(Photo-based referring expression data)
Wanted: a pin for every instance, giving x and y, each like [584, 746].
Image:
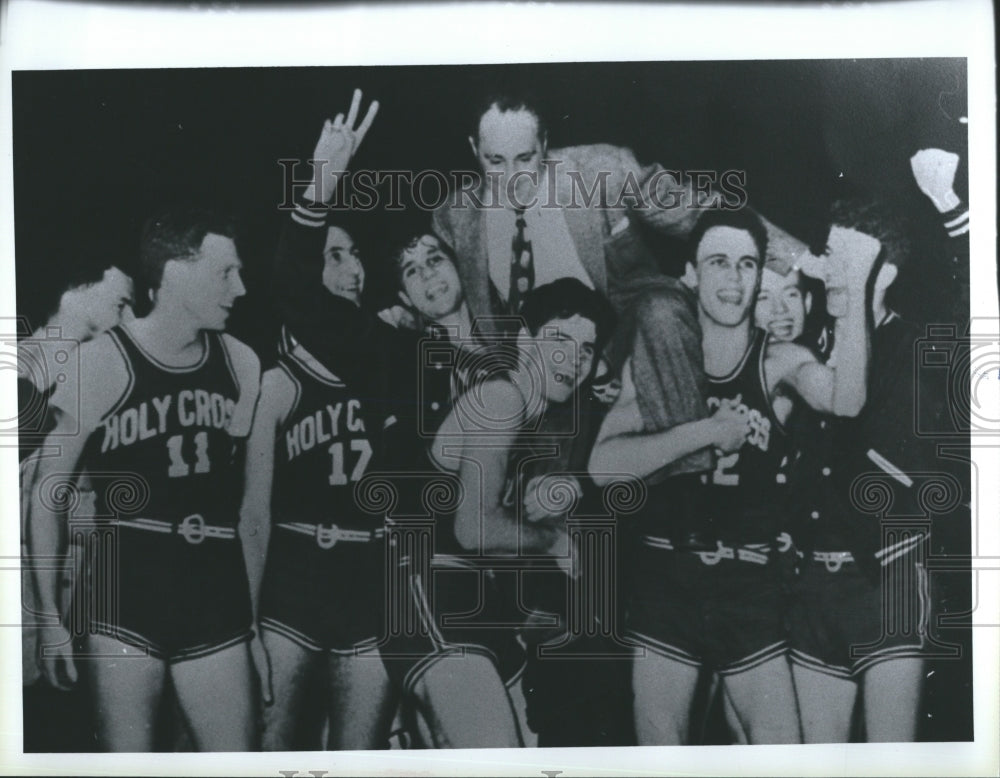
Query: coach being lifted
[542, 214]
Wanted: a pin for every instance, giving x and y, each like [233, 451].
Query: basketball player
[458, 679]
[723, 609]
[163, 402]
[83, 301]
[858, 591]
[321, 600]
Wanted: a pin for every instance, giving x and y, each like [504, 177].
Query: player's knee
[469, 675]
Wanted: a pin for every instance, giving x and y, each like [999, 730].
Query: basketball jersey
[170, 428]
[321, 451]
[745, 485]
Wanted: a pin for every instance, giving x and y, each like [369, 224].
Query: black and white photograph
[589, 404]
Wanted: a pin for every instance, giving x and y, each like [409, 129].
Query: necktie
[522, 265]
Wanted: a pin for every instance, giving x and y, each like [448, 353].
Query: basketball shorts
[448, 609]
[324, 587]
[841, 623]
[721, 609]
[179, 591]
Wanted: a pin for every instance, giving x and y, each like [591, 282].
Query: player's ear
[886, 275]
[690, 277]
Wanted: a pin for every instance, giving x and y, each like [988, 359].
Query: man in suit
[542, 214]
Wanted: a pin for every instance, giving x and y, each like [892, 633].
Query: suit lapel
[584, 225]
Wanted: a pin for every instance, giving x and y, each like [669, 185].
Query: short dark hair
[504, 101]
[563, 299]
[69, 272]
[742, 219]
[177, 235]
[879, 221]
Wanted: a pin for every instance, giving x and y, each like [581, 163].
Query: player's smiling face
[343, 273]
[209, 283]
[430, 280]
[781, 306]
[566, 348]
[728, 271]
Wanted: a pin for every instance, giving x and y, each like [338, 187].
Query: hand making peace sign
[338, 142]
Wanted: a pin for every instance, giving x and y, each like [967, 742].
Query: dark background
[97, 152]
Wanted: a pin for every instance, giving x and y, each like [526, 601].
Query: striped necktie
[522, 266]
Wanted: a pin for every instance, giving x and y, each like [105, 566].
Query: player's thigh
[826, 705]
[892, 692]
[126, 685]
[663, 691]
[293, 669]
[465, 703]
[362, 702]
[763, 698]
[217, 694]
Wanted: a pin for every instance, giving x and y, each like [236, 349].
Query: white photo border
[63, 35]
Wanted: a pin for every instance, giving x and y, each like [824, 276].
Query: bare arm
[255, 511]
[54, 485]
[841, 386]
[622, 446]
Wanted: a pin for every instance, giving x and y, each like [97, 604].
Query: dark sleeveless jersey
[321, 451]
[746, 485]
[168, 437]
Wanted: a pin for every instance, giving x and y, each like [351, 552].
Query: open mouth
[436, 291]
[783, 328]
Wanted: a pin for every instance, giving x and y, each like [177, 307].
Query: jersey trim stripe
[131, 377]
[755, 333]
[229, 363]
[205, 354]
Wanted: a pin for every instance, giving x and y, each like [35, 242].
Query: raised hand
[856, 251]
[934, 171]
[338, 142]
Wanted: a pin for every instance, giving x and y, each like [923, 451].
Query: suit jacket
[573, 173]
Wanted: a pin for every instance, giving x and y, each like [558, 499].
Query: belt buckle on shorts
[327, 537]
[192, 529]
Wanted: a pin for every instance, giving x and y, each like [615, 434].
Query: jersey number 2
[178, 467]
[337, 476]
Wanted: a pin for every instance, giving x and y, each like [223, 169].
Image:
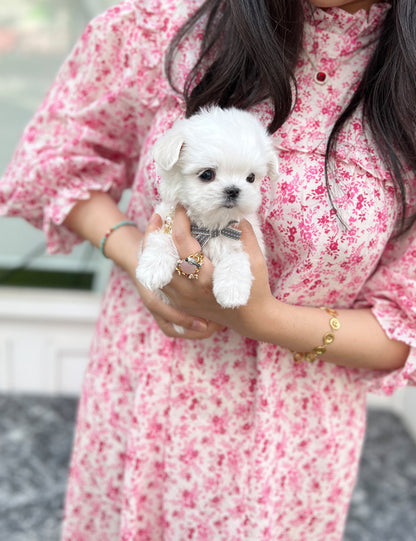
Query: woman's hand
[165, 315]
[195, 297]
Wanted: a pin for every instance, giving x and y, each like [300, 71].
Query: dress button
[320, 77]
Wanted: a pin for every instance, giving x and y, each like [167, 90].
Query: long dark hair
[249, 52]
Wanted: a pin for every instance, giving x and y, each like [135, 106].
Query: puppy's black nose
[232, 192]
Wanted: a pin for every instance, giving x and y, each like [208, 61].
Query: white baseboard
[45, 337]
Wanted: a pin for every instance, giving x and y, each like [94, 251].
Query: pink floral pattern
[225, 439]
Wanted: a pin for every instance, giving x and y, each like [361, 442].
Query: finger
[248, 238]
[155, 223]
[181, 234]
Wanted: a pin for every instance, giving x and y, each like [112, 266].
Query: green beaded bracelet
[111, 230]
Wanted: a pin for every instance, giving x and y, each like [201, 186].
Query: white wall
[45, 338]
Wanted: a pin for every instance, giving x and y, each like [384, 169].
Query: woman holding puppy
[252, 428]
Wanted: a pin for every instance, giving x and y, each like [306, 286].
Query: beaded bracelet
[111, 230]
[327, 339]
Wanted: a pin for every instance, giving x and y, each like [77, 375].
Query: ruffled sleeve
[88, 132]
[391, 294]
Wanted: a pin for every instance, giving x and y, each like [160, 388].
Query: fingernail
[198, 325]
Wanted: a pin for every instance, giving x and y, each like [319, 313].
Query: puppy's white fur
[235, 145]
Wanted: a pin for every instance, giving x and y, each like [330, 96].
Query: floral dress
[225, 439]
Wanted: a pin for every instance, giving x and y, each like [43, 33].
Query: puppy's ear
[167, 149]
[273, 165]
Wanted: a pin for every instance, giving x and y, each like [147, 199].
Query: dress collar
[344, 32]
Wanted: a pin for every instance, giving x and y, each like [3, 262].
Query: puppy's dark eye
[207, 175]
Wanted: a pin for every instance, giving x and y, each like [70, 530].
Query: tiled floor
[35, 442]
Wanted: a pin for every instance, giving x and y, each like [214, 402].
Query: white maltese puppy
[212, 164]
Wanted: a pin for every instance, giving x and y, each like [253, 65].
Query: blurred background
[48, 309]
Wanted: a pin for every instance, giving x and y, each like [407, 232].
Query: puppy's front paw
[157, 262]
[232, 281]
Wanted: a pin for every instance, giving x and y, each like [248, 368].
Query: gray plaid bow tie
[203, 234]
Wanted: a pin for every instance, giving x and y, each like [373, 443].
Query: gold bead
[298, 357]
[329, 338]
[334, 323]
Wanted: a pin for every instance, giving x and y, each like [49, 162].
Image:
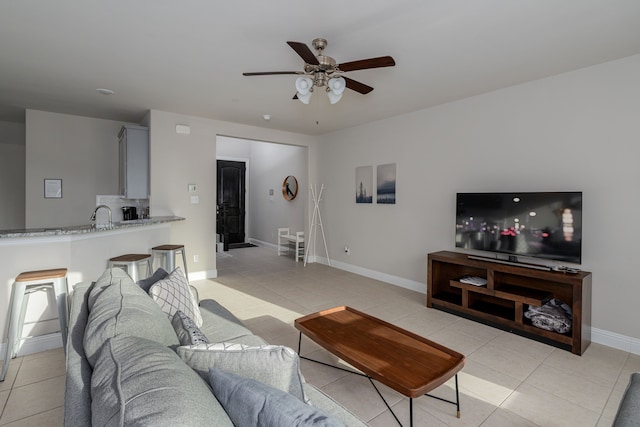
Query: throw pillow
[172, 294]
[252, 403]
[186, 330]
[146, 284]
[276, 366]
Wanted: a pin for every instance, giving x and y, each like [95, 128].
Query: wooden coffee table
[406, 362]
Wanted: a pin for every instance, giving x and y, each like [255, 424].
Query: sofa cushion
[117, 306]
[140, 382]
[172, 294]
[252, 403]
[276, 366]
[146, 284]
[186, 330]
[219, 324]
[629, 410]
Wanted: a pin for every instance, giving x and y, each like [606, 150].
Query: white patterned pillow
[172, 294]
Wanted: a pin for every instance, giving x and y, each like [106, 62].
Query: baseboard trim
[372, 274]
[263, 244]
[37, 344]
[612, 339]
[203, 275]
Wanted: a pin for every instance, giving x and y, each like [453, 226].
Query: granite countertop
[87, 228]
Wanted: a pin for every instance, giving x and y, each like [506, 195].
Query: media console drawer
[507, 295]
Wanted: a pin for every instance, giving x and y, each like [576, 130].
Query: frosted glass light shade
[333, 98]
[304, 98]
[337, 85]
[303, 85]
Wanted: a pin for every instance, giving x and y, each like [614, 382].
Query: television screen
[543, 225]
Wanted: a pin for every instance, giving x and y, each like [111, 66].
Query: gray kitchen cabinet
[134, 162]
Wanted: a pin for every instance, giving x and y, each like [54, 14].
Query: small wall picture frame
[53, 189]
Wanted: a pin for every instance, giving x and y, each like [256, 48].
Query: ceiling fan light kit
[323, 71]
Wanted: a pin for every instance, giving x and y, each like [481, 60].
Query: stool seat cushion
[139, 382]
[173, 293]
[117, 306]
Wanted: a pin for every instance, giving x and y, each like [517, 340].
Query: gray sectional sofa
[123, 366]
[628, 414]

WHAT TO WORK ON: Set out every record exactly, images excluded.

ANSWER FOR THE TASK:
Wanted: a pin for every instance, giving x and y, each like [584, 746].
Image:
Query: coach being lifted
[542, 214]
Wanted: a pin for every instance, giving x and y, each like [233, 451].
Query: basketball player
[458, 679]
[723, 609]
[163, 402]
[83, 301]
[858, 591]
[321, 600]
Wanted: a pin for every instance, giving x and y, each like [504, 177].
Query: player's knee
[469, 675]
Wanted: a pin for every instance, giving x and y, each like [999, 730].
Query: basketball jersey
[170, 428]
[321, 451]
[745, 485]
Wanted: a pin for every instance, giving x and y, each like [369, 224].
Query: black and white photograph
[589, 404]
Wanted: a pin for every instance, giving x and y, each like [409, 129].
Query: necktie
[522, 265]
Wanted: a pin for every instance, giving x and y, each like [448, 353].
Query: basketball shorts
[448, 609]
[324, 587]
[841, 623]
[721, 609]
[179, 591]
Wanted: a pin for every instance, giving x and y, each like [591, 282].
Query: player's ear
[886, 275]
[690, 277]
Wanted: a pin for every instance, giving x and y, each like [988, 359].
Query: man in suit
[542, 214]
Wanted: a pin for every instance, giving x and y, each like [892, 633].
Query: suit lapel
[584, 225]
Wanted: a pin for every instance, giving x and y, each like [669, 185].
Query: short dark hair
[504, 101]
[563, 299]
[69, 272]
[742, 219]
[177, 235]
[879, 221]
Wanted: a pin for every instance, giving x and y, each like [581, 163].
Query: player's smiling face
[343, 273]
[209, 283]
[430, 280]
[781, 306]
[566, 348]
[728, 271]
Wanted: a pin for every instance, giving x and y, each like [338, 187].
Query: hand making peace sign
[338, 142]
Wanted: a pin for every instance, giving x and y, each like [967, 742].
Query: dark background
[97, 152]
Wanted: a pin for every instance, giving x and y, each like [526, 601].
Query: striped necktie
[522, 266]
Wanted: a pin for every instance, giving x and y, each like [105, 566].
Query: player's thigh
[826, 705]
[892, 692]
[126, 685]
[663, 691]
[293, 669]
[465, 703]
[362, 702]
[763, 698]
[217, 694]
Wanted: a pin for every instance, giving x and y, each like [236, 349].
Query: white photo border
[63, 35]
Wanted: a pin for every instance, giving x and y, each like [824, 276].
Query: bare arm
[255, 511]
[54, 485]
[841, 386]
[622, 446]
Wanted: a pin for every instance, giving x and y, each like [97, 604].
Query: dark sleeveless jersey
[321, 451]
[746, 485]
[168, 437]
Wanted: a pin for every instance, giving x and y, each like [351, 552].
Query: open mouth
[436, 291]
[783, 328]
Wanted: a pin for every instance, giving x and y, each like [177, 307].
Query: jersey trim stripe
[131, 377]
[755, 333]
[229, 363]
[205, 354]
Wanted: a pin for every instance, giving x and y, each like [35, 242].
Query: raised hand
[856, 251]
[934, 171]
[338, 142]
Wanted: a pin for every instance, giving x and y, each like [923, 451].
Query: suit jacket
[573, 173]
Wanted: a pin for every instance, giving x and y, each like [558, 499].
Query: belt buckle on shorts
[327, 537]
[192, 529]
Wanted: a pin for every instance, giving x and y, each like [615, 434].
Query: jersey number 2
[178, 467]
[337, 476]
Wanted: a pin for every instance, giving x and y, each like [223, 169].
Image:
Query: woman's hand
[165, 315]
[195, 297]
Wanted: a pin for every instance, giving x and y, each like [300, 71].
Query: dress button
[320, 77]
Wanted: a pin for every instance, giving x and y, each like [167, 90].
Query: long dark hair
[249, 52]
Wanted: a pin for every instance, giving x and y, each like [135, 106].
Query: puppy's black nose
[232, 192]
Wanted: a pin for every instance, giving x and y, each like [208, 61].
Query: white baseboard
[45, 337]
Wanted: a pin for every instance, giving x and y, each like [94, 251].
Query: pink floral pattern
[225, 439]
Wanted: a pin for every instance, giving x and y, each like [361, 442].
Query: finger
[248, 238]
[155, 223]
[181, 234]
Wanted: a pin for every instance, giving x and y, each like [112, 266].
Query: green beaded bracelet
[111, 230]
Wanted: a pin for every instance, giving x and y, each like [201, 186].
Query: white wall
[45, 338]
Wanted: a pin for every instance, giving x and y, each like [384, 169].
Query: woman holding puppy
[252, 428]
Wanted: a pin for every instance, giving x and y, each like [306, 286].
Query: beaded bracelet
[111, 230]
[327, 339]
Wanted: a pin for every instance, giving x and y, each like [77, 375].
Query: ruffled sleeve
[88, 132]
[391, 294]
Wanted: a pin for every instance, giving x and y, each like [160, 388].
Query: fingernail
[198, 325]
Wanted: a pin for every instance, giving x and y, each like [319, 313].
Query: puppy's white fur
[235, 145]
Wanted: a pin for every instance, giving x and y, each like [330, 96].
Query: floral dress
[225, 439]
Wanted: a pin for every instance, giving x and y, each like [43, 33].
Query: puppy's ear
[167, 149]
[273, 165]
Wanted: a pin for every instance, giving x and y, each like [147, 199].
Query: dress collar
[344, 32]
Wanted: a pin for every instance, giving x and y, each like [3, 262].
Query: puppy's dark eye
[207, 175]
Wanted: a pin for every instance, giving x and y, each like [70, 530].
Query: tiled floor
[35, 442]
Wanted: a pin for every instance, giving x and y, each like [214, 402].
Query: white maltese puppy
[212, 164]
Wanted: a pin for every instance, giving x and y, each like [253, 65].
Query: blurred background
[48, 309]
Wanted: a pin for every instance, giving x and y, each like [407, 232].
Query: puppy's front paw
[157, 262]
[232, 281]
Wanted: a pin for every instance, giving x and y, each like [248, 368].
Query: gray plaid bow tie
[203, 234]
Wanted: a pin for every instance, giving x and y, each like [373, 443].
Query: gold bead
[298, 357]
[329, 338]
[334, 323]
Wanted: a pin for every instance, giving x and y, each like [49, 162].
Image:
Query: throw pillow
[172, 294]
[252, 403]
[186, 330]
[146, 284]
[276, 366]
Wanted: a pin for every instance, giving x and y, each like [95, 128].
Query: wooden coffee table
[406, 362]
Wanted: a pin for every instance, giving x and y, each like [255, 424].
Query: sofa cushion
[117, 306]
[140, 382]
[172, 294]
[252, 403]
[276, 366]
[146, 284]
[186, 330]
[219, 324]
[629, 410]
Wanted: a pin for every instance, giving x and y, each like [606, 150].
Query: white patterned pillow
[172, 294]
Wanted: a pin for every instance, giving x and y, each like [106, 62].
Query: baseboard trim
[372, 274]
[263, 244]
[37, 344]
[612, 339]
[203, 275]
Wanted: a pin for every instance, giving x and y, each like [453, 226].
Query: granite countertop
[87, 228]
Wanted: a pin for every instance, giving x and y, each like [506, 195].
Query: media console drawer
[507, 295]
Wanted: a pin for every instance, giving x and y, each like [576, 130].
Query: frosted glass light shade
[333, 98]
[304, 98]
[337, 85]
[303, 85]
Wanted: a pin for every instance, giving x and y, each like [614, 382].
Query: television screen
[543, 225]
Wanted: a pin for every instance, giving x and y, each like [111, 66].
Query: gray kitchen cabinet
[134, 162]
Wanted: a pin for every instance, giving x and y, each like [54, 14].
Query: small wall picture frame
[53, 189]
Wanted: a pin for every instance, giving x and y, each like [256, 48].
Query: ceiling fan light kit
[323, 71]
Wanted: a pin for every instance, giving x and y, each like [481, 60].
Query: stool seat cushion
[139, 382]
[173, 293]
[117, 306]
Wanted: a pin for every instance, giving x and y, each like [517, 340].
Query: gray sectional sofa
[123, 366]
[628, 414]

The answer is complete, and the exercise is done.